• _PARTS OF THE EXERCISE_
• A. According to the Yom Kippur passage, from where will Rabbi Michael Mishkin and the cantor livestream services?
• B. Reproduce the Yom Kippur passage word for word, from "At Temple Beth" to "from the Torah.".
• C. Which parts of the services does the Yom Kippur passage say less strict congregations are streaming?

• _SELECTED EXCERPT_
────────────────────

For Yom Kippur, which is nearly 26 hours long and one of the most crowded days for synagogue attendance, Jewish clergy have tweaked the rituals and logistics of the Hebrew calendar’s most solemn day, of which the Yizkor service is just one part.

To the most observant Jews, as at Gurkov’s Chabad, electronics are strictly forbidden, so there are only in-person services. But less strict congregations are offering streaming, including the "Al Chet" confession of sins, the Yizkor memorial service and the final blowing of the shofar.

At Temple Beth Israel in Port Washington, Rabbi Michael Mishkin and his congregation’s cantor are to livestream services from inside the empty sanctuary, including on Monday 6 hours long instead of 8 hours in person other years.

Worshippers can participate via a giant TV screen installed, post pandemic, in the sanctuary, with honors, known as aliyahs, and readings from the Torah.

────────────────────

• _Region pointing data_
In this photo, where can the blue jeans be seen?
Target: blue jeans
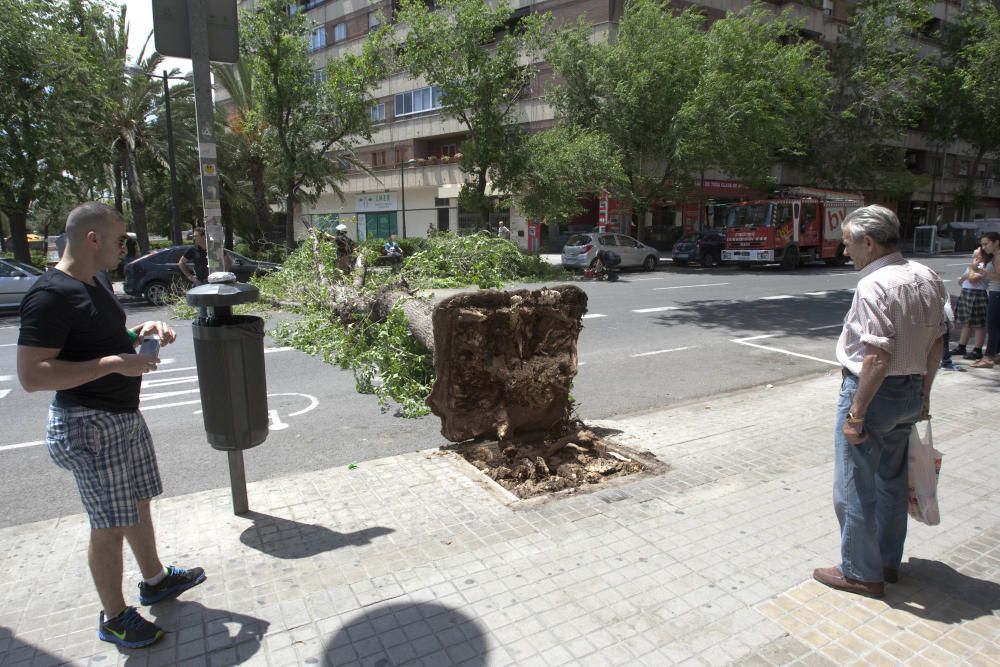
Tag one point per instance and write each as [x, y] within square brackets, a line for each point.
[870, 491]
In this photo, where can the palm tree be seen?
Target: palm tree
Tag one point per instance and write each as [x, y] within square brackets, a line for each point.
[241, 140]
[126, 122]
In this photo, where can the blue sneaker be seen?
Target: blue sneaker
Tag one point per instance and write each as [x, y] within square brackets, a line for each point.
[128, 629]
[176, 582]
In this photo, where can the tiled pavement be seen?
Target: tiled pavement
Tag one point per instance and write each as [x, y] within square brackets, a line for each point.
[415, 560]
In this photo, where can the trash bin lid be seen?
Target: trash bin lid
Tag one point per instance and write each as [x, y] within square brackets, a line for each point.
[222, 294]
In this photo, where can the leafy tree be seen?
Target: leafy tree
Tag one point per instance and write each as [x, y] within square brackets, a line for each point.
[563, 163]
[47, 99]
[878, 75]
[242, 149]
[977, 64]
[480, 57]
[309, 127]
[673, 98]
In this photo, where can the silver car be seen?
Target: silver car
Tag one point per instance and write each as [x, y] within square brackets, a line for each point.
[16, 278]
[581, 249]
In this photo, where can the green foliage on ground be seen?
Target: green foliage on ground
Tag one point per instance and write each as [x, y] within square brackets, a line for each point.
[386, 359]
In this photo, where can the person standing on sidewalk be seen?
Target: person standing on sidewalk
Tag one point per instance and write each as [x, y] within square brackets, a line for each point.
[890, 349]
[990, 245]
[73, 340]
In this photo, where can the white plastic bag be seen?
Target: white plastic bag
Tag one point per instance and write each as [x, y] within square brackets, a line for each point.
[925, 466]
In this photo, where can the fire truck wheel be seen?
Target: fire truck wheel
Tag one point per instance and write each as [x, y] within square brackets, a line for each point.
[790, 260]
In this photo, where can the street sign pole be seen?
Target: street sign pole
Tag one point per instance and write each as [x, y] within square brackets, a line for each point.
[205, 121]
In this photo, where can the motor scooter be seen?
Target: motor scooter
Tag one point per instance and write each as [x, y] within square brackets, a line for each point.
[604, 267]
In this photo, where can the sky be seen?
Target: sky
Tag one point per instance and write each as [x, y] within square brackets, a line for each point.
[140, 18]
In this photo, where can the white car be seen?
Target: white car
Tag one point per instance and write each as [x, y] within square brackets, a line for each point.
[581, 249]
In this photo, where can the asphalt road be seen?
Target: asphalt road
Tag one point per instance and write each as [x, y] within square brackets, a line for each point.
[650, 340]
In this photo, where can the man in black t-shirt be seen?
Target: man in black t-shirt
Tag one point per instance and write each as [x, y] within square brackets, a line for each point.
[197, 255]
[73, 340]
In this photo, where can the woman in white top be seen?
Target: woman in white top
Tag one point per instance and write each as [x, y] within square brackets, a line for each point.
[970, 315]
[990, 244]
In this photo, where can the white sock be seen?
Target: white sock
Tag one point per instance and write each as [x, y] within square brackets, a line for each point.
[160, 576]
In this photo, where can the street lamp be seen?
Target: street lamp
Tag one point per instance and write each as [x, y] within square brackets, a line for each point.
[175, 214]
[402, 190]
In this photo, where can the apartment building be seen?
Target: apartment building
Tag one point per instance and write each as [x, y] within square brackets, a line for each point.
[415, 180]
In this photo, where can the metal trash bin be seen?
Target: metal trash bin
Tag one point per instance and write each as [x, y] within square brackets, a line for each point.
[229, 355]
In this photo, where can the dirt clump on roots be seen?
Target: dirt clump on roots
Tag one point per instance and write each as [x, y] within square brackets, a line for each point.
[534, 468]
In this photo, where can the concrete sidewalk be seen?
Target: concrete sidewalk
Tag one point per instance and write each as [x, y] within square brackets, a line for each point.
[414, 560]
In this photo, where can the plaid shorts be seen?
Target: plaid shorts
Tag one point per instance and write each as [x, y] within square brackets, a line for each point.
[971, 308]
[111, 455]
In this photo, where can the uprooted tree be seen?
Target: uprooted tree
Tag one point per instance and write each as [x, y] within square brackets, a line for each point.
[502, 362]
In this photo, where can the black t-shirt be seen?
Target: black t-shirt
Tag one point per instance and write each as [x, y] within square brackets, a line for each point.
[199, 258]
[84, 322]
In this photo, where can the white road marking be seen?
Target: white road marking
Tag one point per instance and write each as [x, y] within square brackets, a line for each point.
[275, 421]
[21, 445]
[656, 310]
[683, 286]
[743, 341]
[173, 370]
[673, 349]
[166, 382]
[166, 394]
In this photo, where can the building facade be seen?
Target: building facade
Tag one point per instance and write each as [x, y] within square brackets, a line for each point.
[415, 180]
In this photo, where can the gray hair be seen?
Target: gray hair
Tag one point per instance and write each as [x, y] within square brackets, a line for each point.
[86, 217]
[875, 221]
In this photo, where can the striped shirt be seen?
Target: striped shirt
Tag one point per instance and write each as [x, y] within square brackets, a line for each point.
[898, 307]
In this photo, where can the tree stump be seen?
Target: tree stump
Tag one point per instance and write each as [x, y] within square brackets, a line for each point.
[504, 361]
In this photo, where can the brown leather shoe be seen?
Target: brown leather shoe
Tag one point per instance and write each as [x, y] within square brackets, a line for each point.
[832, 577]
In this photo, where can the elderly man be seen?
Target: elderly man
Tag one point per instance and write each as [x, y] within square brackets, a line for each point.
[73, 340]
[890, 348]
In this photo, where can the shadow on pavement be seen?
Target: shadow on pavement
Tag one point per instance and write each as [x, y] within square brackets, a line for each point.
[931, 590]
[287, 539]
[187, 621]
[401, 633]
[14, 651]
[796, 315]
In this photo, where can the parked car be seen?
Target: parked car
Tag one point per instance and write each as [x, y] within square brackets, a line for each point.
[16, 278]
[581, 249]
[704, 248]
[156, 276]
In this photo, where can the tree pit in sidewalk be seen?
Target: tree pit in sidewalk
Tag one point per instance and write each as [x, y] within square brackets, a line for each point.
[580, 460]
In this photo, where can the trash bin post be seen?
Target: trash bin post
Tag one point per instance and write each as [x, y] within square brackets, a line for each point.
[229, 355]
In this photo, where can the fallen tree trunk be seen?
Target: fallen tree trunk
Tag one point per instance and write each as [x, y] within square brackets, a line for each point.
[503, 361]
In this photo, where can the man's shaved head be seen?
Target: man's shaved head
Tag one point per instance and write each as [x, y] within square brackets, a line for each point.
[91, 216]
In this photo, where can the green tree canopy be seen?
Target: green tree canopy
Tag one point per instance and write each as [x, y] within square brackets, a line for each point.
[48, 99]
[673, 98]
[309, 125]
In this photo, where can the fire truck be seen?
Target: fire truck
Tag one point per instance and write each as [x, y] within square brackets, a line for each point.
[799, 226]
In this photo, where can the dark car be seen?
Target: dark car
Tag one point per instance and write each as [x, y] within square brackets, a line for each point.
[156, 276]
[705, 248]
[16, 278]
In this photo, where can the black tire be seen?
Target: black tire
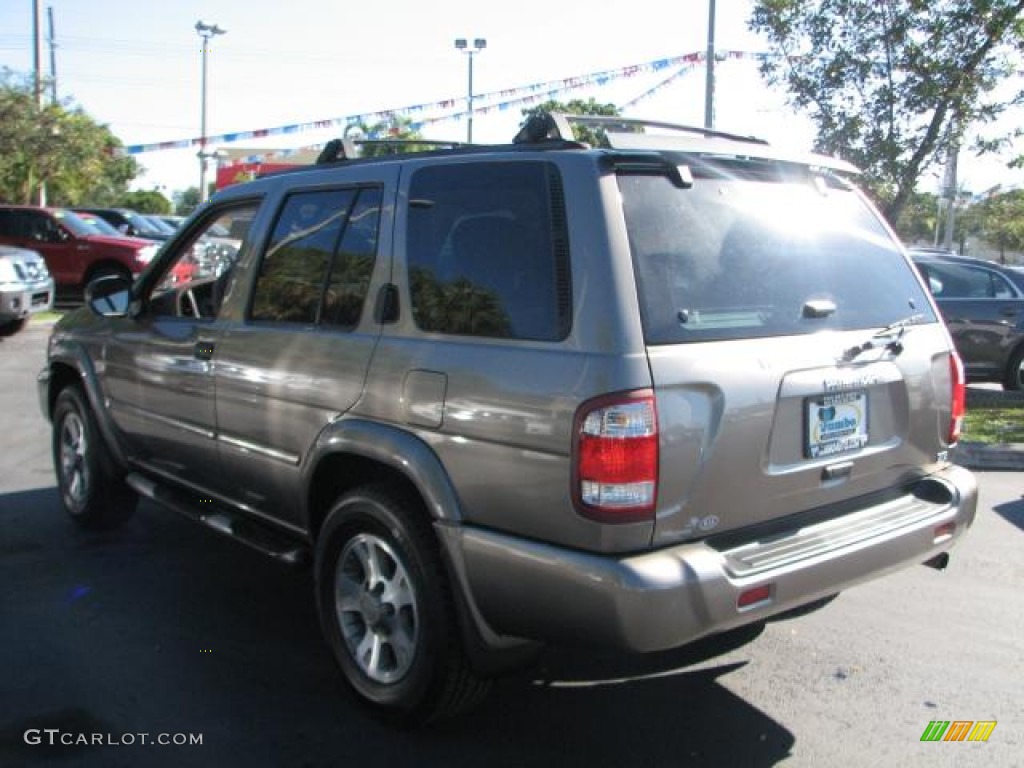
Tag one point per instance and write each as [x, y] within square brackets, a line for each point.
[1014, 380]
[11, 327]
[387, 611]
[92, 491]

────────────────────

• _ANSWER LIST_
• A. From inside the empty sanctuary.

• B.
At Temple Beth Israel in Port Washington, Rabbi Michael Mishkin and his congregation’s cantor are to livestream services from inside the empty sanctuary, including on Monday 6 hours long instead of 8 hours in person other years.

Worshippers can participate via a giant TV screen installed, post pandemic, in the sanctuary, with honors, known as aliyahs, and readings from the Torah.

• C.
- The "Al Chet" confession of sins
- The Yizkor memorial service
- The final blowing of the shofar